Data extracted from a collection:
=======

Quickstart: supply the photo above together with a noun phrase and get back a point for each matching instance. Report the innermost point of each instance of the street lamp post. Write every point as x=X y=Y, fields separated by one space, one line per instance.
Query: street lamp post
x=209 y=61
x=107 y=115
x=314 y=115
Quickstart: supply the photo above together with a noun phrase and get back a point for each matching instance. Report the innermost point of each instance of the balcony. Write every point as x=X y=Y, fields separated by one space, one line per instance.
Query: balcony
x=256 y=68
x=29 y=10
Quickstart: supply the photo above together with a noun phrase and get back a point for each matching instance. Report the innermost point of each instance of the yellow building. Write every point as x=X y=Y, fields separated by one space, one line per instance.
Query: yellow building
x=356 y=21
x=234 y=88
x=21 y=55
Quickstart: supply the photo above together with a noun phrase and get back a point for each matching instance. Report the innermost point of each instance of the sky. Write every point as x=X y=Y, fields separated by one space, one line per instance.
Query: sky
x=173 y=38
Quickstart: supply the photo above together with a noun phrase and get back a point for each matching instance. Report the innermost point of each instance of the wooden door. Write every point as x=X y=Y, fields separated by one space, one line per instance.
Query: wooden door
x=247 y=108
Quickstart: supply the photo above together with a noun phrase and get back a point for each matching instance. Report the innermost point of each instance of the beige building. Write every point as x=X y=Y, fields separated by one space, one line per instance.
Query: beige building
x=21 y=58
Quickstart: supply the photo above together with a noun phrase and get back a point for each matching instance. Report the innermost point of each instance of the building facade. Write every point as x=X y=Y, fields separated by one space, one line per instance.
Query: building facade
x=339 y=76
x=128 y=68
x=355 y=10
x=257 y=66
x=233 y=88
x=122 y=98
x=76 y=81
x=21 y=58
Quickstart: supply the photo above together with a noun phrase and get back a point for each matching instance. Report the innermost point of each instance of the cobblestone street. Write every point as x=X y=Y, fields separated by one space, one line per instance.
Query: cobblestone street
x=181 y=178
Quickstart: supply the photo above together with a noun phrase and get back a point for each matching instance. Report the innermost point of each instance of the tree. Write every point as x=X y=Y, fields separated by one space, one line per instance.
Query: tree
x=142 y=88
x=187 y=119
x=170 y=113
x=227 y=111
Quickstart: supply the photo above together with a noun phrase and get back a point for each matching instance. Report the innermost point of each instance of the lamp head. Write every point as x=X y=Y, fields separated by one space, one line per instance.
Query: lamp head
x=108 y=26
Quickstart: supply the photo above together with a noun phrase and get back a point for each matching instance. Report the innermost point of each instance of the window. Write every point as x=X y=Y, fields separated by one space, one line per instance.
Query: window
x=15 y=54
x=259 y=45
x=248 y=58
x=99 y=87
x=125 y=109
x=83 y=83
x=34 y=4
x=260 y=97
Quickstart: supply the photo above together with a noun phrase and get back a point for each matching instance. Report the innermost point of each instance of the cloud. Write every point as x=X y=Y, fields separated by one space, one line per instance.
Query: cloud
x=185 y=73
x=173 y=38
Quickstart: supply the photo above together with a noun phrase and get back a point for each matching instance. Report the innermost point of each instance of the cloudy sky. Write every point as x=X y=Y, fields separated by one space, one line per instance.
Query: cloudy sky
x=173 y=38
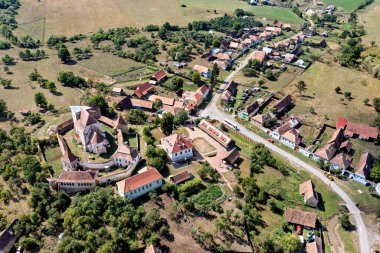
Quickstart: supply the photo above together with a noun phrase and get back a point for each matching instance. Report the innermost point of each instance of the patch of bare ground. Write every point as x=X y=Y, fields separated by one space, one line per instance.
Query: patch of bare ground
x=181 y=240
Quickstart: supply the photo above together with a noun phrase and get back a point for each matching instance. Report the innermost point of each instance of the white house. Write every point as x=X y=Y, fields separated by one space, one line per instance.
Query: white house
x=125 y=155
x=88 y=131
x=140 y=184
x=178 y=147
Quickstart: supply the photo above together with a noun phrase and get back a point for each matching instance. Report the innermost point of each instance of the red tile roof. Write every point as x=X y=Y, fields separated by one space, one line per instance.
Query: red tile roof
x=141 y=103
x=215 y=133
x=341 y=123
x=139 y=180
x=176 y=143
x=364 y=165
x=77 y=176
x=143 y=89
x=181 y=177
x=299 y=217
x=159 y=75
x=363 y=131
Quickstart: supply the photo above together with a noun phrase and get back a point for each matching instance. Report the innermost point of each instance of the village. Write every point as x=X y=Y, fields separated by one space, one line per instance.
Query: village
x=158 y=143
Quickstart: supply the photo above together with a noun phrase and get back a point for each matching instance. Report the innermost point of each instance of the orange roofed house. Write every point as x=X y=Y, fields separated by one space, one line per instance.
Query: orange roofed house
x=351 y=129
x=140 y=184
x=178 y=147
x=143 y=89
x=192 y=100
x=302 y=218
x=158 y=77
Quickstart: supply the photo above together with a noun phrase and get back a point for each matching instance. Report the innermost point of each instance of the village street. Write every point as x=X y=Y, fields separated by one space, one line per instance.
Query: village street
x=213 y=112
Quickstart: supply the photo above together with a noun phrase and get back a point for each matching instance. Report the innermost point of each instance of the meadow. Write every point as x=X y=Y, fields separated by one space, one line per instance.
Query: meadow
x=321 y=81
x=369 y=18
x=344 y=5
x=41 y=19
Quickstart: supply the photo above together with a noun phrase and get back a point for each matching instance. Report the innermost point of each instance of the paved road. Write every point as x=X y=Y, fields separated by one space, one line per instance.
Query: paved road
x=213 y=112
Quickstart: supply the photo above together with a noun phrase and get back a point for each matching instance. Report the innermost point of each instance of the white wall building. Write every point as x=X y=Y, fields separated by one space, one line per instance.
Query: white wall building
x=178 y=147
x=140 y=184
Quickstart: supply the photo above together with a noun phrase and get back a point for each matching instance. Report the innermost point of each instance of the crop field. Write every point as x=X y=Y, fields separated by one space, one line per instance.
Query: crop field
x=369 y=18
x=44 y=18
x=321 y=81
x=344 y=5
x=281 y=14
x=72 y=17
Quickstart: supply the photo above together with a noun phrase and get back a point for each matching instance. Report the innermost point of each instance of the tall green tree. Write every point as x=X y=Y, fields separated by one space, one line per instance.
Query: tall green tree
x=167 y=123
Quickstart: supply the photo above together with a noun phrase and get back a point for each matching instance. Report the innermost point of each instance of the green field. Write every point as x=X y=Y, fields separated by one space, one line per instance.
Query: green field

=======

**ASSIGNMENT**.
From the first line to the last, retype the entries above exactly, minus the pictures.

**SOLUTION FOR THIS EXERCISE**.
Quickstart: supply the photo above together with a noun phrase and get back a point for each matching instance. Report the innermost point of each instance of the street lamp post. Write every point as x=X y=Y, fields separated by one space, one line per instance.
Query: street lamp post
x=209 y=61
x=107 y=115
x=314 y=115
Quickstart: supply the photo above together with a noun phrase and get back a point for each matching instance. Report the innermost point of each instance of the balcony. Write every point as x=X y=Y, fields separated by one space, one line per instance.
Query: balcony
x=256 y=68
x=29 y=10
Quickstart: supply the photo above together with a noun phrase and get back a point for each matching instance. Report the innermost point of each instance of the yellow building. Write every point as x=X y=Y, fields separated by one space, one line per instance.
Query: yellow building
x=356 y=21
x=234 y=88
x=21 y=55
Quickstart: supply the photo above together with a noun phrase and get back a point for each matching instance. Report the innermost point of each instance of the sky. Write every point as x=X y=Y, fields separated by one space, one line per instance.
Query: sky
x=173 y=38
Quickstart: supply the photo above together with a noun phrase and get back a point for each matching instance. Report the innermost point of each instance of the wooden door. Write every point as x=X y=Y, fields separated by one space, one line per instance.
Query: wooden door
x=247 y=108
Quickstart: supply the photo above together with a noun phrase and get back a point for each matching instance. Report the innermost point of each instance of the beige building. Write every point as x=X y=Y, fields separated by one space, one line per instance.
Query: beige building
x=21 y=58
Quickstart: supply the photo above together with a noun phrase and get back a point for each matching instance. Report the innermost point of each instance of the building facade. Write every point as x=X y=Y, fields separated by one space, one line per instance.
Query: building facade
x=339 y=76
x=128 y=68
x=355 y=10
x=257 y=66
x=233 y=88
x=122 y=98
x=76 y=81
x=21 y=58
Quickstart: supply the photo above together with a noun phrase and get back a point for each matching instance. Report the innermost point of each instance of the cobblestone street. Write every point as x=X y=Y, fields separated by one space, one line per instance.
Query: cobblestone street
x=181 y=178
Quickstart: supply the photo above together with a noun phrase and get back a point for each matching instance. Report the innermost point of each instance of the tree. Write every point as x=X y=Y, fields separated by one space, one line per instance.
Query: tree
x=142 y=88
x=187 y=119
x=170 y=113
x=227 y=111
Quickstart: supply the photo above together with a noun phrase and get back a point for each matching instance. Report the innermost point of each instance of the lamp head. Write every point as x=X y=Y, fields separated by one space, one line per instance.
Query: lamp head
x=108 y=26
Quickstart: supply the photo above together with a noun phrase and get back a point for each matching instance. Report the innermost point of each instance of the window. Write every point as x=X y=Y, fields separated by one space, one line per instance.
Query: window
x=15 y=54
x=259 y=45
x=248 y=58
x=99 y=87
x=125 y=109
x=83 y=83
x=34 y=4
x=260 y=97
Quickstart: supply the photo above together with a noun phrase and get back a point for each matching instance. Report the innermost point of each instance of the cloud. Write every point as x=X y=Y, fields separated by one space, one line per instance.
Query: cloud
x=185 y=73
x=173 y=38
Quickstart: supply the photo above together with a noun phrase and get back a point for each matching instance. Report the innermost point of each instance of the cloudy sky. Write every point as x=X y=Y, fields separated by one space, one line per instance.
Query: cloudy sky
x=173 y=38
Quickstart: supply the photo above together with a noun phrase and get back a point for each matching instance. Report the innermost point of each instance of the patch of bare ground. Write every point as x=X y=Y, fields separated by one space, one line per instance.
Query: patch of bare ground
x=181 y=240
Quickstart: supply the photo above together with a noun phrase and get back a point for each matching instance. Report the innermost point of each instance of the white house. Write every point as x=X y=Y, fields separated by one space, one line per instance.
Query: white house
x=125 y=155
x=88 y=131
x=140 y=184
x=178 y=147
Quickstart: supply the photo above together with a noun phrase and get back a point for each matching instance. Report the innermost point of each instance of the red tile roof. Write every point as x=X y=Y, fields separated by one space, one line per instance.
Query: red tile roof
x=141 y=103
x=215 y=133
x=341 y=123
x=139 y=180
x=176 y=143
x=364 y=165
x=77 y=176
x=143 y=89
x=181 y=177
x=299 y=217
x=159 y=75
x=363 y=131
Quickstart: supply the photo above together with a noun phrase and get back a point for each matching instance. Report the innermost point of each instance of the village. Write every point as x=X y=Y, fields separated by one space, one line per instance.
Query: village
x=158 y=143
Quickstart: supply the photo above together with a noun phrase and get back a point for each matching instance. Report the innermost point of each instance of the orange roofed house. Write every point as x=X y=Y, fields separated by one space, one line per instance.
Query: orange roofed house
x=351 y=129
x=140 y=184
x=178 y=147
x=143 y=89
x=192 y=100
x=302 y=218
x=158 y=77
Quickstart: supply the photo above together with a noun phrase and get back a point for each matching instance. Report the innermost point of each instance of the village street. Write every point as x=X y=Y, fields separated by one space, one line per instance.
Query: village street
x=213 y=112
Quickstart: supply the photo above together with a noun phrase and get back a point for each matching instance. Report the innermost point of each instance of the meadow. Write every point as x=X y=Y, fields separated by one space, one line per instance.
Query: meadow
x=321 y=81
x=369 y=18
x=344 y=5
x=41 y=19
Quickstart: supply the photo above together with a noun phrase and get back a point for each matching instance. Report the innermost point of each instance of the paved road. Write every point as x=X y=Y, fields separated by one space, one line per instance.
Query: paved road
x=213 y=112
Quickstart: supply the photo above together with a noun phrase and get back a point for each matching instance. Report the innermost point of each instance of the white wall building. Write every point as x=X y=Y, fields separated by one space, one line per instance.
Query: white wall building
x=178 y=147
x=140 y=184
Quickstart: supply the photo above together with a noun phrase and get back a point for each matching instance. Report the innermost point of each instance of the crop field. Write every point as x=X y=Y, fields separated by one space, one line per instance.
Query: crop field
x=369 y=18
x=44 y=18
x=321 y=81
x=344 y=5
x=281 y=14
x=72 y=17
Quickstart: supply the photo above together with a noun phrase and get back a point for each matching instance. Report the innermost point of each instance of the tall green tree. Write every point as x=X y=Y, fields separated by one space, one line per instance.
Query: tall green tree
x=167 y=123
Quickstart: supply the photo above together with a noun phrase and get back a point for each matching instance. Report the innermost point of each instance of the green field. Write every point as x=X y=Y, fields separated by one space, one line per instance.
Query: green field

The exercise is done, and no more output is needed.